■ Stated exercise 1
Pull out every line of the entries below that contains the word "pink". Case counts.

■ Extract provided
******

# This script contains individual functions that can be helpful in timestamping

## 1) A function that calculates distance between two shrimp
## 2) A function that graphs the distance between two shrimp over time
## 3) A function that generates important time ranges when shrimp are close
## 4) A function that generates important timestamps when shrimp are close

#### Before anything, load necessary packages and necessary data

In [16]:
# Load packages

import numpy as np
import pandas as pd
import tracktor as tr
import seaborn as sns
import plotly.express as px
import cv2
import sys
import matplotlib.pyplot as plt
from sklearn.cluster import KMeans
from scipy.optimize import linear_sum_assignment
from scipy.spatial.distance import cdist

In [None]:
# Load dataframe

df = pd.read_csv("Insert CSV File here")

### 1) A function that calculates distance between two shrimp

In [2]:
# Define distance function

def dist_between(dataframe, fps):  
    # For tracktor purposes (ignore this)
    for idx, ID in enumerate(np.unique(dataframe['id'])):
        dataframe['id'][dataframe['id'] == ID] = idx
       
    # Calculating the distance between shrimp 1 and shrimp 2 
    distances = []
    for fr in np.unique(dataframe['frame']):
        tmp = dataframe[dataframe['frame'] == fr]
        x = tmp[tmp['id'] == 0]['pos_x'].values[0] - tmp[tmp['id'] == 1]['pos_x'].values[0]
        y = tmp[tmp['id'] == 0]['pos_y'].values[0] - tmp[tmp['id'] == 1]['pos_y'].values[0]
        distances.append(np.sqrt(x**2 + y**2))

******

■ Available data
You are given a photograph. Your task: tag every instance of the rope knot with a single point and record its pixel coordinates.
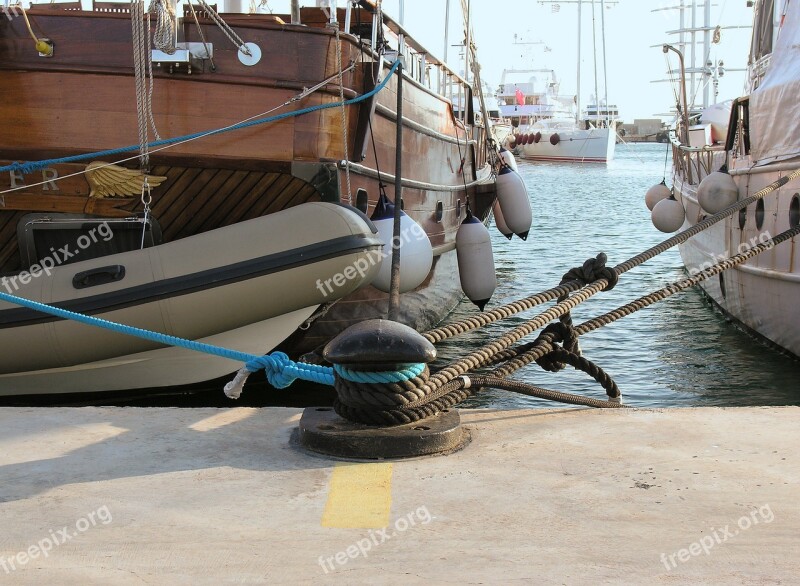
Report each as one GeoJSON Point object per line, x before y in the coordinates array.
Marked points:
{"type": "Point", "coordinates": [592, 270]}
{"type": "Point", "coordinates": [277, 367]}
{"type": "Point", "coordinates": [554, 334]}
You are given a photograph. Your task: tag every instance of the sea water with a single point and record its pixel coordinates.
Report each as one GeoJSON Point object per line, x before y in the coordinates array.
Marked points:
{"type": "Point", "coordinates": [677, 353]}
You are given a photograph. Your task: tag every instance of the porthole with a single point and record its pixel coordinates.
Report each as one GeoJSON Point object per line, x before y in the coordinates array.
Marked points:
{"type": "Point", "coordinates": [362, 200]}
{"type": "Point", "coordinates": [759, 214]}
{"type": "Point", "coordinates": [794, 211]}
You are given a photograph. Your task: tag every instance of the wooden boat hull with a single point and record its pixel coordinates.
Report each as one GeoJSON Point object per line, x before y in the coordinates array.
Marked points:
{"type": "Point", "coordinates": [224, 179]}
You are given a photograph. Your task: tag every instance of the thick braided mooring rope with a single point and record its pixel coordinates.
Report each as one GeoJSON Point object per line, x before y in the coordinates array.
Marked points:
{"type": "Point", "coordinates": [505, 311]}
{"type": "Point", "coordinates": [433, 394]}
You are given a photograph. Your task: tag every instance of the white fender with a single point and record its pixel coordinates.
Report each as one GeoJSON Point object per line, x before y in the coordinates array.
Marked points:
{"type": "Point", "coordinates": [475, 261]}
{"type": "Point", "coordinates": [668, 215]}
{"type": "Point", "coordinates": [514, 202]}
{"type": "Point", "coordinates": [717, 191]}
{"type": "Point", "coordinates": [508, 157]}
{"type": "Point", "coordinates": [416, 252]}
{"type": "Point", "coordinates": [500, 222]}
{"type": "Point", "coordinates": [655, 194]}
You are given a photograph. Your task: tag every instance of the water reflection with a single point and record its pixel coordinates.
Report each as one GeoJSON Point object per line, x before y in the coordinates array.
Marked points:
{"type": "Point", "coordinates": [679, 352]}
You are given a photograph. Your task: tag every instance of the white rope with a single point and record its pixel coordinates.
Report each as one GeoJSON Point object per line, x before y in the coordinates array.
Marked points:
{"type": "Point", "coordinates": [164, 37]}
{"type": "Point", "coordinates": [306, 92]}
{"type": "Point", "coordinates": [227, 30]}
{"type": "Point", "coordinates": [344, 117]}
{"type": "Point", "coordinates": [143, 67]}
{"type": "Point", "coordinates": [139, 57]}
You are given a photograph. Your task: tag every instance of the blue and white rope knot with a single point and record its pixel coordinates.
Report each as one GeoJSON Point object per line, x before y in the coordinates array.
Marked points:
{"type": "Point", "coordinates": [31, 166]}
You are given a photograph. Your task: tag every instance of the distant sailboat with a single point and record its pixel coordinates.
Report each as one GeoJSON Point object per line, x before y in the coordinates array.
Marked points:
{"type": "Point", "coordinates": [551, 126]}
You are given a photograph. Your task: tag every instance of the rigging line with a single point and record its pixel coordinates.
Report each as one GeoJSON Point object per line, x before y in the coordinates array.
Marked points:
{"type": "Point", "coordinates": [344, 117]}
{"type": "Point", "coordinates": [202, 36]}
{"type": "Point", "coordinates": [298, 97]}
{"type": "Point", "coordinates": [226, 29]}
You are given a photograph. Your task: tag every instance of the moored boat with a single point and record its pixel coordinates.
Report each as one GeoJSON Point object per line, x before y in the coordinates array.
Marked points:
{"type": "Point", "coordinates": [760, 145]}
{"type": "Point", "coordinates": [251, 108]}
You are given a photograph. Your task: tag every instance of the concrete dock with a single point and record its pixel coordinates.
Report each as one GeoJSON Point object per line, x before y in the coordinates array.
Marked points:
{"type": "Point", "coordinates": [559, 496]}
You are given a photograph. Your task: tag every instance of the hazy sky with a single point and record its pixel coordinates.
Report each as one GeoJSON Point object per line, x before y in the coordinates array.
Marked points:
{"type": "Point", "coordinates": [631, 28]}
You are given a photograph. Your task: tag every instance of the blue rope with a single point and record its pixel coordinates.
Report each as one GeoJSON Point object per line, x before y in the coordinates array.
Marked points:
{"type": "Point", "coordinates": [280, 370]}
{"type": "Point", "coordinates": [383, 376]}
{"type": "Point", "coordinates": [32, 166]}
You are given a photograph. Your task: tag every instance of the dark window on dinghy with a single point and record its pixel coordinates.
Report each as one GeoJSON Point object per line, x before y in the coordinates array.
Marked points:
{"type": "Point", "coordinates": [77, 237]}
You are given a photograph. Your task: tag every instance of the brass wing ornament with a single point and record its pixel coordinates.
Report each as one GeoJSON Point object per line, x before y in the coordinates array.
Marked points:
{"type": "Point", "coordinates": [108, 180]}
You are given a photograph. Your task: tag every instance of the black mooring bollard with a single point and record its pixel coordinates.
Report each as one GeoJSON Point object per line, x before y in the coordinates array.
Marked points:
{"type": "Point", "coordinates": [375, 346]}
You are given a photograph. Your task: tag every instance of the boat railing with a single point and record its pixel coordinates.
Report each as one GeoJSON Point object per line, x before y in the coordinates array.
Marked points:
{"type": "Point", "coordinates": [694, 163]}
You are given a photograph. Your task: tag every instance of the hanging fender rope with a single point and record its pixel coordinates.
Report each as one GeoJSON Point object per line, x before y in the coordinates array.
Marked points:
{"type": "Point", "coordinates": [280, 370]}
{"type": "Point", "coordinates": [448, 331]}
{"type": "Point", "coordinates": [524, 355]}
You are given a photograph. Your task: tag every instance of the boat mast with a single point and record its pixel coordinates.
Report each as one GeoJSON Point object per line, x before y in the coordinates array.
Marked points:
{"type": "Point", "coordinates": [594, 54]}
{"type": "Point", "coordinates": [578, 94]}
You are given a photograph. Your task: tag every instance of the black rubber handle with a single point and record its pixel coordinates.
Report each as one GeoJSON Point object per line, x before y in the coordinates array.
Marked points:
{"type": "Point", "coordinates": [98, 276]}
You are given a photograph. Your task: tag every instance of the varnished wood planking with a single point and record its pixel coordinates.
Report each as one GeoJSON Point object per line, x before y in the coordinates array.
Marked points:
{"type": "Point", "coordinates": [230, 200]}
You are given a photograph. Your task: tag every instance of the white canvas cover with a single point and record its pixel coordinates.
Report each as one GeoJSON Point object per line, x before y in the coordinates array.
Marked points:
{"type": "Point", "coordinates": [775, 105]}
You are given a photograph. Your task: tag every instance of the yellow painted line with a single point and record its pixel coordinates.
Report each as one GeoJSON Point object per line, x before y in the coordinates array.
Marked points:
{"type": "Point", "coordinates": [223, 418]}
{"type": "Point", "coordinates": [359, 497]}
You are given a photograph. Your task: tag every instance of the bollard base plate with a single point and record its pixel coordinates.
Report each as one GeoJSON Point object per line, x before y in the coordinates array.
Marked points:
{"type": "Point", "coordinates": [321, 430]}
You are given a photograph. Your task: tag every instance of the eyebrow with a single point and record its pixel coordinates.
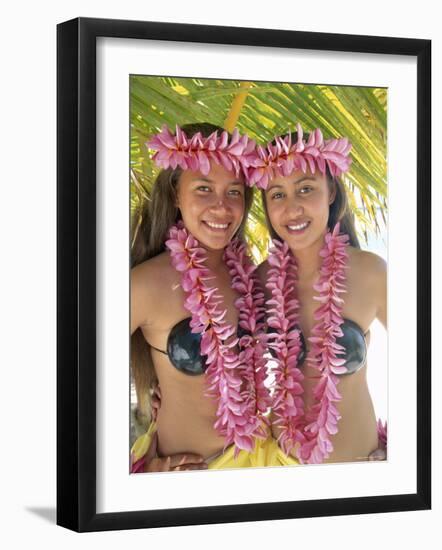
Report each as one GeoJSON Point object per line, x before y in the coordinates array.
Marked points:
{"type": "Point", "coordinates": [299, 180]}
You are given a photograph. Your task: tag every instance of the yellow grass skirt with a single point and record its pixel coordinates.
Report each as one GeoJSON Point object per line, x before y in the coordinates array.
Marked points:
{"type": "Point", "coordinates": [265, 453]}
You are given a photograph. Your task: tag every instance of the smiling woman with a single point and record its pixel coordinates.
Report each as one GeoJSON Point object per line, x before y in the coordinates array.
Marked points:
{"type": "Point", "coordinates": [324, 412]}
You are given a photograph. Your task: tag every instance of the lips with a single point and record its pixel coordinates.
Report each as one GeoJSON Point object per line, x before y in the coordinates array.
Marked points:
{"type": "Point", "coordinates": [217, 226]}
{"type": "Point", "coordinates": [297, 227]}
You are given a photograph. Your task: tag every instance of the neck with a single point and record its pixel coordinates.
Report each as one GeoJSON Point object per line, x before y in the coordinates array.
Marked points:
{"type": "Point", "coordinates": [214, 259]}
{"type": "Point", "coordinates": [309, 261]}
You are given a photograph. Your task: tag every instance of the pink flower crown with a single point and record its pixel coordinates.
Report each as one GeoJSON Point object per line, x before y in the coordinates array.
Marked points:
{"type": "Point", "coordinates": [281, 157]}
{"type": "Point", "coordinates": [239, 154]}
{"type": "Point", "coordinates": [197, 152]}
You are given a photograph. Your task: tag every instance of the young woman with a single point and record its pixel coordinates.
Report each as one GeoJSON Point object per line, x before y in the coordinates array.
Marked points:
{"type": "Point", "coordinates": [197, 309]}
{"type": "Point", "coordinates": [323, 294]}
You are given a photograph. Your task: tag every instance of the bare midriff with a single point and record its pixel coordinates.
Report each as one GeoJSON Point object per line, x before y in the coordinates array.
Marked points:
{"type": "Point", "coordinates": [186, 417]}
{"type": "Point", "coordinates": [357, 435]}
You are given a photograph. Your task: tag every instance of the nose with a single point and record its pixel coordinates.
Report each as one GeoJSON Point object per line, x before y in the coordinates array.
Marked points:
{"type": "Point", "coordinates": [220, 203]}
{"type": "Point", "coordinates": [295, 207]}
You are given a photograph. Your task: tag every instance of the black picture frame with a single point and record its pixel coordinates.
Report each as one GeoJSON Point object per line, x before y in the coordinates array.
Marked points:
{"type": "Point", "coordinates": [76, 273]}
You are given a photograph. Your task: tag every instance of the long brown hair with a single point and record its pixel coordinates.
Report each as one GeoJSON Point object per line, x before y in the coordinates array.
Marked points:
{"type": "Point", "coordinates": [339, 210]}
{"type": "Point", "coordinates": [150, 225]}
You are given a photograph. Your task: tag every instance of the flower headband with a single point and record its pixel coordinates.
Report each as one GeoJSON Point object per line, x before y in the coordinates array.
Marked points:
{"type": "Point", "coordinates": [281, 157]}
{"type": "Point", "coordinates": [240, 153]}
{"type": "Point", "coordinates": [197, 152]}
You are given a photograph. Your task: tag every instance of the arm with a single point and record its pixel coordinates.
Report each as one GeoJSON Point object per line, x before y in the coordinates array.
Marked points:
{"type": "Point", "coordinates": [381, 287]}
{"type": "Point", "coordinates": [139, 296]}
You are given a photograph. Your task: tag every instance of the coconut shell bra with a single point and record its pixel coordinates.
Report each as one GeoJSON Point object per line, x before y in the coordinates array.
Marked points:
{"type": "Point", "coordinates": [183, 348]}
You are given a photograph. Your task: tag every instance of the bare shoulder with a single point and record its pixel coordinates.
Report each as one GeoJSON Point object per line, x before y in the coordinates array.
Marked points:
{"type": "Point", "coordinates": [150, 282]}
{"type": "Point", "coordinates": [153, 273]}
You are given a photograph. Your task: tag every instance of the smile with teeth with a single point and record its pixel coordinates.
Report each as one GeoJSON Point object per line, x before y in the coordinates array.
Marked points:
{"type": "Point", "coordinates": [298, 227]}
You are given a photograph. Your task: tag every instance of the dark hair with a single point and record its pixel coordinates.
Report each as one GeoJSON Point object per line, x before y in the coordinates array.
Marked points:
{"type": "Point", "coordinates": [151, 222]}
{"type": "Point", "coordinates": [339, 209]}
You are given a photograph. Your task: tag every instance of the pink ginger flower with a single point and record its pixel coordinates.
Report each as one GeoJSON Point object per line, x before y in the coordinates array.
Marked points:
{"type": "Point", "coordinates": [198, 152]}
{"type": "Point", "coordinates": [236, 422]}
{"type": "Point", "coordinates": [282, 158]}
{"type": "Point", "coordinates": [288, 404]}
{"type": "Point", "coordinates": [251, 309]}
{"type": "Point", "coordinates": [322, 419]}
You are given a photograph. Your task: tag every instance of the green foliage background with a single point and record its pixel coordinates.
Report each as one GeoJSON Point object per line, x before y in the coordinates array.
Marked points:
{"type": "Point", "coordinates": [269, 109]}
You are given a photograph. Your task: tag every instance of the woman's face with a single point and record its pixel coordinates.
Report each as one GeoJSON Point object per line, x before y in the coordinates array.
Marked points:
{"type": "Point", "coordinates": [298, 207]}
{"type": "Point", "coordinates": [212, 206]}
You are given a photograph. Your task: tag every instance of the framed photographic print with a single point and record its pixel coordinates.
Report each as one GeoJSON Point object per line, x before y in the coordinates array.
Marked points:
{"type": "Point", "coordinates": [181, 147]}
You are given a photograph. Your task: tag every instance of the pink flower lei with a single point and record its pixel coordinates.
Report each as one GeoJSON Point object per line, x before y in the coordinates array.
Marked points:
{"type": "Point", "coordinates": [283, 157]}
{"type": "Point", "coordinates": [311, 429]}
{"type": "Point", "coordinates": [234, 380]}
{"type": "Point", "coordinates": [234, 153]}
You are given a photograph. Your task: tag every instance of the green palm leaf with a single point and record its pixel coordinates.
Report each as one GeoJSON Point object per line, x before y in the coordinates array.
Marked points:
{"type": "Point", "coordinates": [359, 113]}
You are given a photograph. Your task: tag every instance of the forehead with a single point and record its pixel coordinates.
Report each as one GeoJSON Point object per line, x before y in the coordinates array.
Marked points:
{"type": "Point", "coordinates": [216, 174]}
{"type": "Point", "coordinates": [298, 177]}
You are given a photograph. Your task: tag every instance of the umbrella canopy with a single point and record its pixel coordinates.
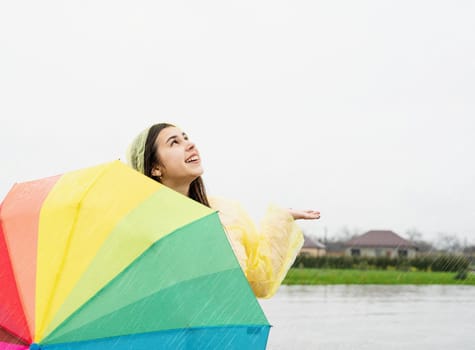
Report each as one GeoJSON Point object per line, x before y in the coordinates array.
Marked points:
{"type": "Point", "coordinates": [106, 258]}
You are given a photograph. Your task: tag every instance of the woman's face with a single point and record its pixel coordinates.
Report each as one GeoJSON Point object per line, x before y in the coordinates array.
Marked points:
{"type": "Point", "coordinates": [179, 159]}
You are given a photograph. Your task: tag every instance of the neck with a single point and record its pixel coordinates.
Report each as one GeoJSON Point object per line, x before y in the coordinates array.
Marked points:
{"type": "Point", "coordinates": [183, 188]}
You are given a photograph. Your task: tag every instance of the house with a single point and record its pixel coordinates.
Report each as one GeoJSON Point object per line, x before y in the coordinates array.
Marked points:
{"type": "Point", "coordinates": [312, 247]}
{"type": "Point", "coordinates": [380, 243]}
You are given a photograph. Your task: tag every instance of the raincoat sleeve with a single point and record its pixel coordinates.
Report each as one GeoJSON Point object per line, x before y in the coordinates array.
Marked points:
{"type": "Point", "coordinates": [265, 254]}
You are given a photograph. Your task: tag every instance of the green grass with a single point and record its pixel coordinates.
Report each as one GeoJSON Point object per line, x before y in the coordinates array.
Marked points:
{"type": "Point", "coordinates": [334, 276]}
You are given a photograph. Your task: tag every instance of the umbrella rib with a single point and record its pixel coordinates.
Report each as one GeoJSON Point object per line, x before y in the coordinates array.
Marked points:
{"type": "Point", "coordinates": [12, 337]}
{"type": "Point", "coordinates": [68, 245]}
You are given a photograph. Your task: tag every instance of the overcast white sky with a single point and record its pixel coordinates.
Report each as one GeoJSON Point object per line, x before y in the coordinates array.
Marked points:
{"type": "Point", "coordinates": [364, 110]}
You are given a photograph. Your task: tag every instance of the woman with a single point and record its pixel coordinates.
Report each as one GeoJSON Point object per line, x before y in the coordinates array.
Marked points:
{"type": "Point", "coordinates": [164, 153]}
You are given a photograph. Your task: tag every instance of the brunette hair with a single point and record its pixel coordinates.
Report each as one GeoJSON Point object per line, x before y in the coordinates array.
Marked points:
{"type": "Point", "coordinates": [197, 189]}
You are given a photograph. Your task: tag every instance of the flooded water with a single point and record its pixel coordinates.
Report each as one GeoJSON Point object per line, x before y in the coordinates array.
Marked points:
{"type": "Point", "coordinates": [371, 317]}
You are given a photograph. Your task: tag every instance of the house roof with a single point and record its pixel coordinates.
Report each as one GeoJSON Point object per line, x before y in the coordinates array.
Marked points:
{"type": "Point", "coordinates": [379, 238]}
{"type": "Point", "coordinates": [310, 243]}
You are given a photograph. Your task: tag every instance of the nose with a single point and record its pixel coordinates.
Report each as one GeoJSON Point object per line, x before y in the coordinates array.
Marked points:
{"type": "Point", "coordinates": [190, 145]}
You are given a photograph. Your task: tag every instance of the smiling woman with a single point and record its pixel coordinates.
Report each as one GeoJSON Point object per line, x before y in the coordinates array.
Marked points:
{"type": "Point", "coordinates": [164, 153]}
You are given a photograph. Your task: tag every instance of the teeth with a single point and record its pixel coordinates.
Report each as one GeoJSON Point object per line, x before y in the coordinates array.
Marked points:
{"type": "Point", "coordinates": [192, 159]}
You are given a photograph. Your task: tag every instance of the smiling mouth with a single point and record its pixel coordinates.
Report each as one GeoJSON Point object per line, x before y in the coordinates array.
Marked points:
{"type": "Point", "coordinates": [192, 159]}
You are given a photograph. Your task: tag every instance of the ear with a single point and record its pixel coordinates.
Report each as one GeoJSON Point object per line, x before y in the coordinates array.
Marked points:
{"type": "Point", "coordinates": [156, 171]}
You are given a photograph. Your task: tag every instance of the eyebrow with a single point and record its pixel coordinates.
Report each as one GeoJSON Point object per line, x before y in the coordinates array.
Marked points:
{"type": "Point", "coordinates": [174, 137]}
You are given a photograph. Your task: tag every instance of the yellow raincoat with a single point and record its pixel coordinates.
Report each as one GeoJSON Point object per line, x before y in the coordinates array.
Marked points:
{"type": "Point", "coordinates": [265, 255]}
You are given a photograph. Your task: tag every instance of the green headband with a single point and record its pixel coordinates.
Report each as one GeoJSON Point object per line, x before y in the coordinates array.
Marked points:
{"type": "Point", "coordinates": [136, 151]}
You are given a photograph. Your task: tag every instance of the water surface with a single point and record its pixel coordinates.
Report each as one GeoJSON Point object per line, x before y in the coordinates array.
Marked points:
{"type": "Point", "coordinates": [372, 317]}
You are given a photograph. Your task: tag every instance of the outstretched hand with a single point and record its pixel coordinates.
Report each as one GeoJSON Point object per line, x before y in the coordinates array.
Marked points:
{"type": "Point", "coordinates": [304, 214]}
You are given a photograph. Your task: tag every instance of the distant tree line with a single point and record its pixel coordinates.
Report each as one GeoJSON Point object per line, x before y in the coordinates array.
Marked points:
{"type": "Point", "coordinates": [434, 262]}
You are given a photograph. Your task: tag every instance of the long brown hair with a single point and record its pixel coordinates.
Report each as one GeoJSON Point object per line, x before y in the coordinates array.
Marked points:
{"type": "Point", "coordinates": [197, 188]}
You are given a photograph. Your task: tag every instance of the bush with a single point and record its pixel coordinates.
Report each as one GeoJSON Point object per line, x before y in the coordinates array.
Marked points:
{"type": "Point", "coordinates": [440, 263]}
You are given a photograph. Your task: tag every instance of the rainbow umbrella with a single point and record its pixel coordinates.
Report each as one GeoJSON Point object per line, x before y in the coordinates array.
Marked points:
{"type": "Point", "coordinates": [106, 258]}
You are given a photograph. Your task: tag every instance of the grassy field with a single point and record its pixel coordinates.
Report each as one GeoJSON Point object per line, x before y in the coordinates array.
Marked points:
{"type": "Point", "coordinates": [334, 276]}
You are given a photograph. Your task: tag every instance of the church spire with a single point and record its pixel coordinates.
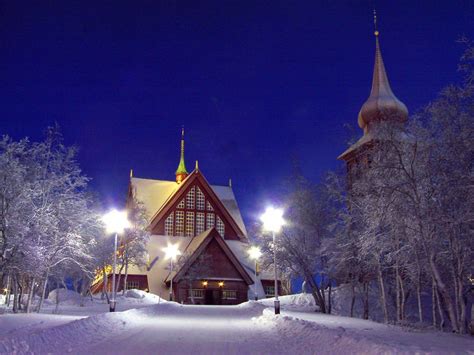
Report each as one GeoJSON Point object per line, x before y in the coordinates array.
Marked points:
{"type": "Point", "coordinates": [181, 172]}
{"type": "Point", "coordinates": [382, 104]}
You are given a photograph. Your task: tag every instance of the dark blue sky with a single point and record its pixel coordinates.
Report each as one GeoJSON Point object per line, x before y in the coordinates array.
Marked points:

******

■ Stated exercise 2
Quote the whole shrimp distance script above, word for word and without any changes.

■ Expected answer 1
You are given a photograph. Your task: tag every instance of the pink flower crown with a single point and record its pixel coordinates.
You are given a photograph. Your task: tag every instance of the pink ginger flower with a single point and record its pixel coordinates.
You are given a photograph. Your task: tag every instance of the pink flower lei with a single point and record its pixel coordinates.

■ Expected answer 2
# This script contains individual functions that can be helpful in timestamping

## 1) A function that calculates distance between two shrimp
## 2) A function that graphs the distance between two shrimp over time
## 3) A function that generates important time ranges when shrimp are close
## 4) A function that generates important timestamps when shrimp are close

#### Before anything, load necessary packages and necessary data

In [16]:
# Load packages

import numpy as np
import pandas as pd
import tracktor as tr
import seaborn as sns
import plotly.express as px
import cv2
import sys
import matplotlib.pyplot as plt
from sklearn.cluster import KMeans
from scipy.optimize import linear_sum_assignment
from scipy.spatial.distance import cdist

In [None]:
# Load dataframe

df = pd.read_csv("Insert CSV File here")

### 1) A function that calculates distance between two shrimp

In [2]:
# Define distance function

def dist_between(dataframe, fps):  
    # For tracktor purposes (ignore this)
    for idx, ID in enumerate(np.unique(dataframe['id'])):
        dataframe['id'][dataframe['id'] == ID] = idx
       
    # Calculating the distance between shrimp 1 and shrimp 2 
    distances = []
    for fr in np.unique(dataframe['frame']):
        tmp = dataframe[dataframe['frame'] == fr]
        x = tmp[tmp['id'] == 0]['pos_x'].values[0] - tmp[tmp['id'] == 1]['pos_x'].values[0]
        y = tmp[tmp['id'] == 0]['pos_y'].values[0] - tmp[tmp['id'] == 1]['pos_y'].values[0]
        distances.append(np.sqrt(x**2 + y**2))